SUPPLIED RECORDS:
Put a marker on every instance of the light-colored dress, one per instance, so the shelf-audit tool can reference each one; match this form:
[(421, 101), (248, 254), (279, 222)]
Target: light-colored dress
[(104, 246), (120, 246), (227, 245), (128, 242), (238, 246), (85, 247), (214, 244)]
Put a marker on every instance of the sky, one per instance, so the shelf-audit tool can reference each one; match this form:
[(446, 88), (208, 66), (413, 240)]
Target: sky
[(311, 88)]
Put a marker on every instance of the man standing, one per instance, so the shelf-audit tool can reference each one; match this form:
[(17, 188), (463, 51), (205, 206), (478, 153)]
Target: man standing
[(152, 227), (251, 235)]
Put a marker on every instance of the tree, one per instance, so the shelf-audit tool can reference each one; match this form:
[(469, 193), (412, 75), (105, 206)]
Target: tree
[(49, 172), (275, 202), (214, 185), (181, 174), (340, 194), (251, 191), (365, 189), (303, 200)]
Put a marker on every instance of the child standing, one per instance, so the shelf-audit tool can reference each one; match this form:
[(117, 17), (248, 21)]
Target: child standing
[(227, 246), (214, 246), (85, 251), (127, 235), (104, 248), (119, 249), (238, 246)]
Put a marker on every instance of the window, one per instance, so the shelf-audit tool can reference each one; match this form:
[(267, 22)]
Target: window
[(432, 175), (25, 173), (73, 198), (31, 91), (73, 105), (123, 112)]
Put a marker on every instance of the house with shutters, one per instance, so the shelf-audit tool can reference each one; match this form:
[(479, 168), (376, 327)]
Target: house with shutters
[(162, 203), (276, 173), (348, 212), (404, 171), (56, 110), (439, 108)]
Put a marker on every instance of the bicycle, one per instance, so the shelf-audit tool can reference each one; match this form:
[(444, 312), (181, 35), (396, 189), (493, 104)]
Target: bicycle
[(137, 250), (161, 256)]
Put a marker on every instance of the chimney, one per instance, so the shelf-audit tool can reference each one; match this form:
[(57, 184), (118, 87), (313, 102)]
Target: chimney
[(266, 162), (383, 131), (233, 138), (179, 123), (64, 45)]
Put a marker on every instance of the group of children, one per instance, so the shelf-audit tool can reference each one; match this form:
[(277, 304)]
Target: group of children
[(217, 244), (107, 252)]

WHAT YOU WILL DO: Repeat the records word for word.

RESPONSE:
Put a marker on every instance of the light-colored dress, one per instance, so the shelf-audit tool can reference each one; match this form:
[(421, 101), (248, 254), (279, 222)]
Target: light-colored dress
[(104, 246), (120, 246), (227, 245), (128, 242), (238, 246), (85, 247), (214, 244)]
Put a marker on every instance of the sky, one per instance, so the shelf-audit tool can reference each one; match this form:
[(446, 88), (208, 66), (413, 240)]
Target: sky
[(311, 88)]
Put a marker on every instance of the man standing, one per instance, so the shelf-audit tool can reference each one; match this form:
[(17, 188), (463, 51), (205, 206), (478, 153)]
Target: man standing
[(152, 227), (251, 235)]
Put a marker on every instance of the tree, one per instance, so the shelf-audit tool can reference each one; match this form:
[(469, 193), (412, 75), (105, 206)]
Target: tree
[(49, 172), (275, 202), (214, 185), (181, 174), (340, 194), (251, 191), (365, 189), (303, 200)]
Put a marker on every instance of the child standing, one per instance, so the shelf-audit tool can reference each one; match this form:
[(117, 17), (248, 21)]
Target: child standing
[(227, 246), (214, 246), (85, 251), (127, 235), (104, 248), (119, 249), (238, 246)]
Put a marker on every instance of the window, one per instance, so the shelf-audit tool can reference each one; match this form:
[(267, 22)]
Target: window
[(432, 175), (25, 173), (73, 198), (31, 91), (73, 105), (123, 112)]
Put a marker on every instance of the house with shutters, one per instance, so the shelf-audit tool can reference each one; match this form:
[(479, 168), (376, 327)]
Target: house with shutters
[(162, 203), (276, 173), (348, 212), (404, 171), (56, 110), (439, 108)]
Put a marker on every instance of the bicycle, one per instance, so the shelf-audit tool can reference each one; match this form:
[(444, 312), (181, 35), (396, 189), (493, 104)]
Target: bicycle
[(137, 250), (161, 256)]
Put a marker on every instance of the chimney, one per instance, so the shelf-audit tool can reference each one; match this form:
[(57, 184), (118, 87), (313, 102)]
Target: chimney
[(266, 162), (383, 131), (233, 138), (179, 123), (64, 45)]
Put a marker on every instance of the group of children, one per instance, so the shelf-audit tool can reference each one; match this form:
[(277, 304)]
Target: group of children
[(217, 244), (107, 252)]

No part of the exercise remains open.